WORK INSTRUCTIONS
Please return every line of the listing below verbatim, without changing anything.

RECORDS TO PROCESS
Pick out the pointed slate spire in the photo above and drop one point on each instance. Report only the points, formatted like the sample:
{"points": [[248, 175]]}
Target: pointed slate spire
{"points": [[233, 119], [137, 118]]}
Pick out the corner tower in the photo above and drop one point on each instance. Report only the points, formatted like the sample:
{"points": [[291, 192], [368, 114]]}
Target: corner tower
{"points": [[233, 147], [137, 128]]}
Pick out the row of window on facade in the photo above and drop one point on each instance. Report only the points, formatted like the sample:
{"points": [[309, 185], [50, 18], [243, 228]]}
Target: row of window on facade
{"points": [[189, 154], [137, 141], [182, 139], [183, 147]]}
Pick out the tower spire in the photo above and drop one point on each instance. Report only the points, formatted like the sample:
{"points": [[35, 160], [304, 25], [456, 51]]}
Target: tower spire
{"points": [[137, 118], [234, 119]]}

SOLUTION TO THE EXERCISE
Pick out the pointed slate spire in the photo above and drop one point on each instance. Report only the points, formatted like the sample:
{"points": [[248, 175]]}
Target: pointed slate spire
{"points": [[233, 119], [137, 118]]}
Pick out the corner tower in the photo above and drop one point on each instance. Report only the points, formatted like the sample:
{"points": [[291, 192], [368, 114]]}
Target: corner tower
{"points": [[233, 147], [137, 128]]}
Pick out the row of window on facade in the photo above and drop one point on each instance. Report only the points, formatted like the sample:
{"points": [[309, 185], [50, 18], [243, 228]]}
Target: row of window on facade
{"points": [[189, 154], [137, 141], [182, 139], [183, 147]]}
Pick out the tower spire in the photo above and drop one point on each instance. Report only the points, formatted like the sample:
{"points": [[35, 160], [304, 25], [456, 51]]}
Target: tower spire
{"points": [[137, 118], [234, 119]]}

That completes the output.